**Directive 1:**
Copy out the storm warnings reflection word for word, in full.

**Selected excerpt:**

______

Storm Warnings - Matthew 7:24-29 (Wed Night Reflection)
Now I will tell you that since I have been on Harkers Island, my phone has stayed lit up with one weather warning after another for severe thunderstorms…and with the exception of one or two that came during the night, they have failed to materialize. They head for the Island, and then as if there is a dome over us, they dissipate or go around us. One morning I was out on the front porch having my devotional time sometime before daybreak and I literally watched the storm skirt around the outside of the Island. It started off to the west, around behind the parsonage, and I watched as lightning streaks moved from west to east, moving from behind the parsonage, across the horizon in front of me, until they disappeared around the eastern side of our home.

______

**Directive 2:**
Repeat the entries from their very first line through the line containing "point(567, 471)", both ends included. Keep every line, and add 4 to each coordinate number in the answers.

______

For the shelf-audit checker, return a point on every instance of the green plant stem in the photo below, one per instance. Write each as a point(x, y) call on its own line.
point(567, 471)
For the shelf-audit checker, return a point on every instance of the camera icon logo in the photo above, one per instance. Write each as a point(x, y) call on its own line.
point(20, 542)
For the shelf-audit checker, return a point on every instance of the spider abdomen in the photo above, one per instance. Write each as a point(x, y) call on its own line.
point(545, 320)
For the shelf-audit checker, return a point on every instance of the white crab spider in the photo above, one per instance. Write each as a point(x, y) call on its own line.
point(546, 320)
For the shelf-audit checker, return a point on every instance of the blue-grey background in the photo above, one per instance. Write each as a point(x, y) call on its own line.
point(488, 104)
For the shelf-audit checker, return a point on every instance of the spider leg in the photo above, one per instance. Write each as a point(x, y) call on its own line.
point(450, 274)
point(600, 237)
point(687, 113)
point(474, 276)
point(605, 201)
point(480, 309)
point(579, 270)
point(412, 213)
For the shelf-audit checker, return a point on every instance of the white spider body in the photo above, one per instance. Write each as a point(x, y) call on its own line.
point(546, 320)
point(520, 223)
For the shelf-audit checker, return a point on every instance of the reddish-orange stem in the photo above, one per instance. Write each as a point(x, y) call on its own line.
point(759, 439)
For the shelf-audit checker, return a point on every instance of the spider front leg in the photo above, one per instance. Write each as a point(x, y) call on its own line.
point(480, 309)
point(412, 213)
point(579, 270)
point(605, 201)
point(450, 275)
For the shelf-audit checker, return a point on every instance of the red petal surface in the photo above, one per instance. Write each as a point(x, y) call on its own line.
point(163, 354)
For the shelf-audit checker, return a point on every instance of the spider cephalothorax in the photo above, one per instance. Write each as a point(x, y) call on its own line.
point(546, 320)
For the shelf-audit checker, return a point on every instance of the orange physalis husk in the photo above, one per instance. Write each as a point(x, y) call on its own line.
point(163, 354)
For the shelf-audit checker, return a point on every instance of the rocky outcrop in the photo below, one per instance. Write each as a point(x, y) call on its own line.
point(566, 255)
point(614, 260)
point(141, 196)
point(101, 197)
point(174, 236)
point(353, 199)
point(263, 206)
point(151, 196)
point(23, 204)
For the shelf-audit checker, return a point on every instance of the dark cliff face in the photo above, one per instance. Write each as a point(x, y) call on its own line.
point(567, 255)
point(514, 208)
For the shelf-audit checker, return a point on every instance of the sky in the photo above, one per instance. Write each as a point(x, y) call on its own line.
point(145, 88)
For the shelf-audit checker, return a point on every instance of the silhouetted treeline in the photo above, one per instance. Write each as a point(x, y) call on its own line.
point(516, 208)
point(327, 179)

______

**Output 1:**
Storm Warnings - Matthew 7:24-29 (Wed Night Reflection)
Now I will tell you that since I have been on Harkers Island, my phone has stayed lit up with one weather warning after another for severe thunderstorms…and with the exception of one or two that came during the night, they have failed to materialize. They head for the Island, and then as if there is a dome over us, they dissipate or go around us. One morning I was out on the front porch having my devotional time sometime before daybreak and I literally watched the storm skirt around the outside of the Island. It started off to the west, around behind the parsonage, and I watched as lightning streaks moved from west to east, moving from behind the parsonage, across the horizon in front of me, until they disappeared around the eastern side of our home.

**Output 2:**
For the shelf-audit checker, return a point on every instance of the green plant stem in the photo below, one per instance. Write each as a point(x, y) call on its own line.
point(571, 475)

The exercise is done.